Written instruction: Reproduce the listing below verbatim, from its first line through the line containing "175), (40, 192)]]", with both ends included. Leave the pictures out.

-- START Entries provided --

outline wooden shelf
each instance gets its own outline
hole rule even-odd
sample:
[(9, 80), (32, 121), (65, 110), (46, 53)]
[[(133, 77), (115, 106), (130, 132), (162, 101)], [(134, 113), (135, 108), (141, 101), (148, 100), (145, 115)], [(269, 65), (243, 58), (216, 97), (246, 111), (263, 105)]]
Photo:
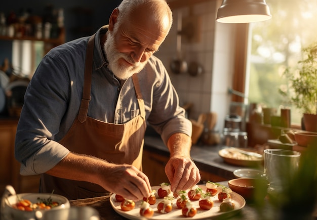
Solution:
[(0, 40), (32, 40), (42, 41), (45, 43), (52, 43), (53, 45), (60, 45), (65, 42), (65, 29), (64, 28), (61, 28), (58, 38), (38, 38), (35, 36), (25, 36), (23, 37), (10, 37), (8, 36), (0, 36)]

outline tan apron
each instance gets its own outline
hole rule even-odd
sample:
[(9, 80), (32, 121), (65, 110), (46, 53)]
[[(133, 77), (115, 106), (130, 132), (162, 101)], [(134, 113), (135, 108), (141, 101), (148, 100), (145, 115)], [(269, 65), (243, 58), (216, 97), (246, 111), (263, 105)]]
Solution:
[[(132, 164), (142, 169), (143, 138), (146, 123), (144, 103), (137, 74), (132, 76), (140, 115), (125, 124), (101, 121), (87, 116), (93, 66), (95, 35), (88, 42), (85, 61), (83, 99), (71, 127), (59, 142), (71, 152), (92, 155), (111, 163)], [(102, 174), (102, 173), (101, 173)], [(63, 195), (69, 200), (108, 195), (97, 184), (41, 175), (40, 192)]]

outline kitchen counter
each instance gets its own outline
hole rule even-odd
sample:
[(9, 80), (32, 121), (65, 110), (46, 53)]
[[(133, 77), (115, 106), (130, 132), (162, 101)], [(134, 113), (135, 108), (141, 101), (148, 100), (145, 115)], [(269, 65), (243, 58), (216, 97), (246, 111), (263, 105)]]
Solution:
[[(218, 153), (222, 147), (220, 145), (193, 145), (191, 147), (190, 155), (200, 170), (229, 180), (235, 178), (233, 171), (246, 167), (225, 163)], [(168, 149), (159, 136), (145, 136), (144, 149), (154, 153), (169, 156)], [(263, 167), (256, 168), (263, 169)]]
[[(219, 182), (220, 184), (227, 185), (227, 182)], [(110, 196), (102, 196), (100, 197), (91, 198), (88, 199), (77, 199), (70, 201), (70, 205), (72, 207), (90, 206), (96, 209), (99, 213), (101, 220), (126, 220), (128, 218), (124, 217), (116, 213), (112, 208), (110, 203)], [(265, 204), (261, 212), (258, 211), (258, 209), (252, 204), (246, 203), (244, 207), (240, 210), (234, 212), (229, 215), (224, 215), (224, 219), (230, 218), (232, 220), (254, 220), (262, 218), (261, 213), (264, 210), (268, 209), (270, 206), (267, 201), (265, 201)], [(269, 209), (269, 210), (270, 209)], [(270, 212), (266, 211), (267, 216)], [(224, 218), (222, 218), (224, 219)], [(267, 218), (266, 219), (270, 219)], [(273, 218), (270, 218), (273, 219)]]

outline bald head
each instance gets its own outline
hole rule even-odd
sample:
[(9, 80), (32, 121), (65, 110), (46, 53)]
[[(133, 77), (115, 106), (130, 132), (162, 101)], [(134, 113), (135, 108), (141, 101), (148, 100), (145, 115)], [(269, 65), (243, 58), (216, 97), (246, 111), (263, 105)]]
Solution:
[(172, 11), (165, 0), (123, 0), (118, 9), (120, 23), (136, 17), (140, 21), (153, 22), (156, 28), (167, 33), (172, 26)]

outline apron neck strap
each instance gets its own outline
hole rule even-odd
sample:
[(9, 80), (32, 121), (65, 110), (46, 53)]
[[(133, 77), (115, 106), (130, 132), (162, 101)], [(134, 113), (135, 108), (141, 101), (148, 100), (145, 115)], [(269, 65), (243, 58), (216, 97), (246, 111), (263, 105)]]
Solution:
[[(87, 45), (86, 50), (86, 56), (85, 63), (85, 73), (84, 78), (84, 90), (83, 91), (83, 98), (81, 103), (81, 107), (78, 114), (78, 119), (83, 123), (86, 120), (87, 113), (88, 113), (88, 107), (90, 101), (90, 90), (91, 89), (91, 78), (93, 67), (93, 60), (94, 57), (94, 48), (95, 47), (95, 33), (93, 35)], [(145, 107), (144, 101), (142, 97), (139, 79), (137, 74), (132, 75), (132, 80), (134, 85), (134, 90), (137, 96), (138, 103), (141, 113), (141, 117), (145, 120)]]
[(132, 80), (133, 81), (133, 84), (134, 85), (134, 90), (135, 91), (135, 94), (138, 99), (138, 103), (139, 104), (139, 107), (140, 108), (140, 111), (141, 112), (141, 117), (145, 120), (145, 106), (144, 105), (144, 101), (142, 97), (142, 94), (141, 93), (141, 89), (140, 87), (140, 83), (139, 83), (139, 79), (138, 78), (137, 73), (135, 73), (132, 75)]
[(95, 47), (95, 33), (89, 40), (86, 50), (86, 56), (85, 63), (85, 73), (84, 78), (84, 90), (81, 107), (78, 114), (78, 119), (83, 123), (86, 120), (88, 107), (90, 101), (90, 90), (91, 89), (91, 75), (94, 57), (94, 48)]

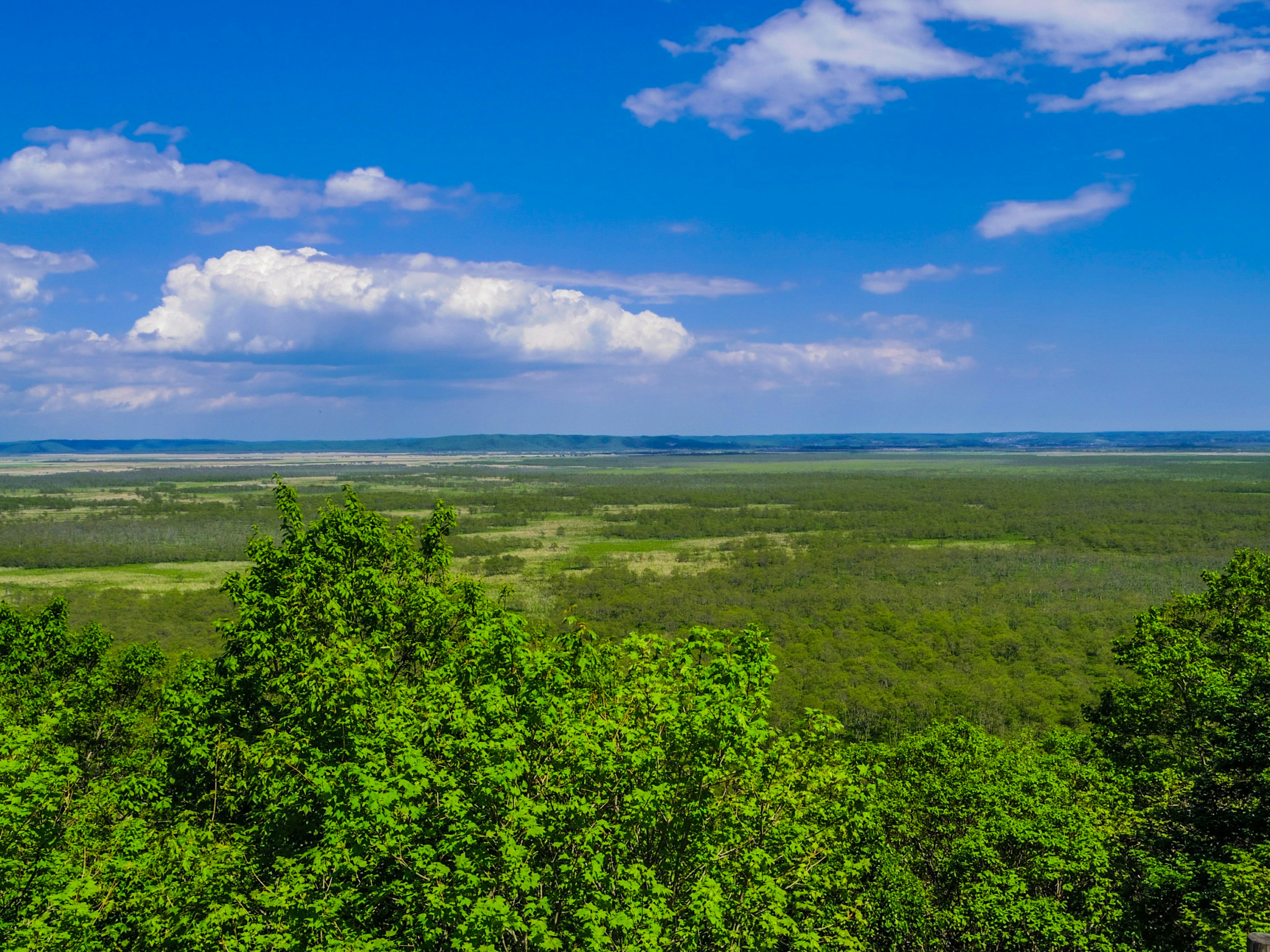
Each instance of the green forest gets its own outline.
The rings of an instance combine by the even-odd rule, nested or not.
[[[0,946],[1242,949],[1264,548],[1255,456],[6,475]]]

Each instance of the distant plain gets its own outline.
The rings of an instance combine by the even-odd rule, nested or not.
[[[392,520],[455,505],[456,571],[544,630],[757,622],[775,716],[823,707],[861,737],[1077,724],[1137,612],[1270,547],[1251,453],[10,457],[0,593],[213,655],[274,472],[310,514],[344,485]]]

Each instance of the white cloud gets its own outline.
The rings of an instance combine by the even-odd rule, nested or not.
[[[747,341],[707,350],[705,357],[716,367],[753,374],[765,390],[832,383],[852,374],[898,377],[974,366],[969,357],[946,357],[937,345],[972,336],[969,321],[931,322],[916,314],[867,311],[859,324],[867,336],[804,344]]]
[[[861,274],[860,287],[874,294],[895,294],[914,281],[951,281],[960,273],[960,268],[940,268],[935,264],[923,264],[921,268],[892,268]]]
[[[936,321],[931,324],[916,314],[884,315],[878,311],[866,311],[860,315],[860,324],[867,327],[874,336],[927,335],[936,340],[964,340],[974,334],[974,327],[969,321]]]
[[[1132,187],[1095,184],[1077,189],[1071,198],[1050,202],[998,202],[975,228],[983,237],[998,239],[1026,231],[1038,235],[1060,225],[1096,222],[1129,203]]]
[[[903,99],[897,80],[964,76],[978,57],[940,43],[902,0],[861,0],[850,14],[832,0],[806,0],[751,30],[702,30],[691,47],[719,62],[700,83],[645,89],[624,105],[645,126],[700,116],[729,136],[744,135],[751,118],[785,129],[819,131]]]
[[[904,83],[1003,77],[1030,65],[1132,70],[1199,58],[1172,74],[1106,76],[1081,99],[1039,96],[1043,112],[1095,107],[1135,114],[1246,100],[1266,91],[1270,41],[1219,17],[1238,0],[806,0],[749,30],[709,27],[696,43],[663,41],[673,55],[712,52],[696,83],[644,89],[625,107],[646,126],[686,116],[729,136],[749,119],[786,131],[826,129],[906,95]],[[1007,28],[996,55],[936,38],[931,24]],[[1237,47],[1245,47],[1238,48]],[[1170,79],[1166,79],[1170,77]]]
[[[1024,50],[1083,69],[1165,57],[1165,46],[1228,37],[1217,18],[1238,0],[939,0],[932,19],[1020,29]],[[936,13],[936,10],[939,13]]]
[[[391,260],[396,267],[415,270],[436,270],[447,274],[470,274],[483,278],[508,278],[544,284],[573,284],[583,288],[621,291],[645,301],[669,301],[677,297],[732,297],[757,294],[762,287],[740,278],[720,278],[701,274],[673,274],[650,272],[648,274],[615,274],[613,272],[585,272],[573,268],[536,267],[518,261],[460,261],[457,258],[419,254],[401,255]]]
[[[669,360],[692,345],[653,311],[533,281],[466,274],[436,259],[372,267],[314,249],[229,251],[168,273],[163,303],[127,345],[168,353],[301,350],[410,353],[458,349],[569,363]]]
[[[711,350],[706,357],[723,367],[780,374],[803,383],[843,372],[898,376],[919,371],[958,371],[973,366],[968,357],[950,360],[935,348],[923,348],[907,340],[747,344],[728,350]]]
[[[39,296],[39,282],[47,274],[70,274],[95,267],[83,251],[55,254],[27,245],[0,242],[0,300],[28,302]]]
[[[185,136],[189,135],[189,129],[184,126],[163,126],[157,122],[144,122],[137,126],[137,136],[165,136],[168,143],[173,145],[180,142]]]
[[[179,131],[146,126],[156,133]],[[423,211],[443,197],[436,185],[391,179],[380,168],[339,171],[323,183],[267,175],[227,159],[185,164],[173,145],[160,152],[152,142],[114,131],[50,127],[30,129],[27,138],[46,145],[27,146],[0,161],[0,209],[48,212],[91,204],[154,204],[170,194],[192,195],[203,204],[248,204],[267,217],[293,218],[323,208],[375,202]]]
[[[1104,75],[1080,99],[1038,96],[1043,113],[1093,108],[1120,116],[1144,116],[1187,105],[1261,102],[1270,90],[1270,52],[1240,50],[1214,53],[1173,72],[1151,72],[1116,79]],[[1123,152],[1121,152],[1123,155]]]

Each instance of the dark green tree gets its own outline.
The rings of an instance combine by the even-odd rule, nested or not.
[[[1270,556],[1143,613],[1132,680],[1090,712],[1139,811],[1124,886],[1148,948],[1236,949],[1270,928]]]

-- END Entries provided --

The completed task:
outline wooden shelf
each instance gets its own outline
hole rule even-odd
sample:
[(9, 80), (32, 121), (65, 110), (46, 53)]
[[(133, 77), (115, 106), (130, 132), (162, 101)], [(134, 113), (135, 108), (141, 101), (148, 100), (145, 115)], [(269, 65), (243, 58), (216, 97), (246, 111), (263, 105)]]
Photo:
Solution:
[(0, 40), (32, 40), (42, 41), (45, 43), (52, 43), (53, 45), (60, 45), (65, 42), (65, 29), (64, 28), (61, 28), (58, 38), (38, 38), (35, 36), (25, 36), (23, 37), (10, 37), (8, 36), (0, 36)]

outline tan apron
each instance gets its own outline
hole rule even-odd
sample:
[(9, 80), (32, 121), (65, 110), (46, 53)]
[[(133, 77), (115, 106), (130, 132), (162, 101)], [(134, 113), (135, 108), (141, 101), (148, 100), (145, 115)], [(269, 65), (243, 58), (216, 97), (246, 111), (263, 105)]]
Solution:
[[(132, 164), (142, 169), (143, 138), (146, 123), (144, 103), (137, 74), (132, 76), (140, 115), (125, 124), (101, 121), (87, 116), (93, 66), (95, 35), (88, 42), (85, 61), (83, 99), (71, 127), (59, 142), (71, 152), (92, 155), (111, 163)], [(102, 174), (102, 173), (101, 173)], [(63, 195), (69, 200), (108, 195), (97, 184), (41, 175), (40, 192)]]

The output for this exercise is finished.